Goals:
**a)** From the forum thread on JIT performance, copy the part that opens with the words containing "How fast will" and closes with "in an application.", substituting "child processes" for "sub-processes".
**b)** Pick up the forum thread on JIT performance after its last sentence and continue it.

Supplied text:
The JIT learns by example, better teach it right!

Riven · January 9, 2007, 1:40am

I fed (float) data with various sizes into an algorithm, and measured the performance.

Case 1:


for(int i=0 i<256; i++)
{
   process(new float[64]);
   process(new float[256]);
   process(new float[1024]);
   process(new float[4096]);
   process(new float[16384]);
}

Case 2:


for(int i=0 i<256; i++)
{
   process(new float[16384]);
   process(new float[4096]);
   process(new float[1024]);
   process(new float[256]);
   process(new float[64]);
}

How fast will these perform?
Case 1: all variations run at 2350 elements/sec Case 2: all variations run at 850 elements/sec

It is significant!
I once had a framedrop of 50% in my (then geometry-transform bottlenecked) game after I changed something trivial that seemed to have nothing to do with it. So it’s not so much about feeding the JIT realworld examples, it’s trial and error, then feed what the JIT likes best… and then you only know how to threat that very JIT.

To get the best performance with any JIT, you might launch a few sub-processes, see which version the JIT likes, then use that as a warmup for the JIT you’re dealing with in your main-process. This quickly spirals out of control, when you’re dealing with more than 3 performance-critical sections in an application.

Or get rid of this JIT magic and go native, as that always performs best!

swpalmer · January 9, 2007, 2:19am

I hate to nit-pick but the above is of course not true as it ignores the advantage of a JIT compiler’s ability to adapt to the current runtime conditions.

Dataset section:
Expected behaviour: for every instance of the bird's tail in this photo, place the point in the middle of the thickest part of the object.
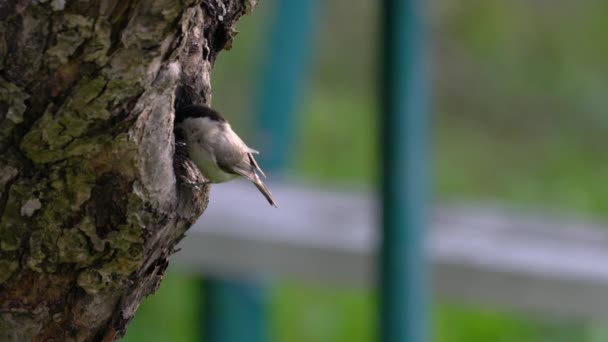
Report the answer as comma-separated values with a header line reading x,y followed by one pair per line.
x,y
264,190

Answers to the exercises:
**a)**
How fast will these perform?
Case 1: all variations run at 2350 elements/sec Case 2: all variations run at 850 elements/sec

It is significant!
I once had a framedrop of 50% in my (then geometry-transform bottlenecked) game after I changed something trivial that seemed to have nothing to do with it. So it’s not so much about feeding the JIT realworld examples, it’s trial and error, then feed what the JIT likes best… and then you only know how to threat that very JIT.

To get the best performance with any JIT, you might launch a few child processes, see which version the JIT likes, then use that as a warmup for the JIT you’re dealing with in your main-process. This quickly spirals out of control, when you’re dealing with more than 3 performance-critical sections in an application.

**b)**
Anyway, I’m curious about your experiment. Can you provide more info on the “process” method? I wonder for example if the adaptive nature of the JIT backfired by compiling the code in a manner that was more appropriate for smaller data sets before it got to the larger ones.

I really want to get a copy of a JVM that supports a fancy flag that spits out the machine code it generates.

Riven · January 9, 2007, 2:24am

True, but C/C++ always does vector code (pointers + SIMD) roughly factor 2.4 faster (on my machine)

The JIT didn’t backfire, if the first pass(es) are small arrays, it kept performing better on larger and larger arrays/buffers.

I thought there IS a flag like that in Java 6.0, was searching for it… some folks talked about it on this very forum! (don’t you just love this community)

Riven · January 9, 2007, 2:28am

Aaah… found it:
-XX:+PrintOptoAssembly

Doesn’t work… :

Riven · January 9, 2007, 3:36am


   public static final void main(String[] args)
   {
      int max = 9;

      int start, stop, step;

      // this controls the order
      boolean smallToLarge = true;

      if (smallToLarge)
      {
         start = 0;
         stop = max;
         step = 1;
         System.out.println("ORDER: SMALL[64] -> LARGE[16k]");
      }
      else
      {
         start = max - 1;
         stop = 0;
         step = -1;
         System.out.println("ORDER: LARGE[16k] -> SMALL[64]");
      }

      for (int i = start; (smallToLarge ? i < stop : i > stop); i += step)
      {
         int size = 1 << (i + 6);

         long elapsed = benchmark(size);

         System.out.println("size=" + size + ", \ttook: " + (elapsed/1000L) + "us \t(" + (elapsed / size) + " ns/element -> "+(size * 1000000000L / elapsed)+" elements/s)");

         for (int k = 0; k < 8; k++)
            System.gc();

         try
         {
            Thread.sleep(2 * 1000);
         }
         catch (Exception exc)
         {
            //
         }
      }
   }


   public static final long benchmark(int size)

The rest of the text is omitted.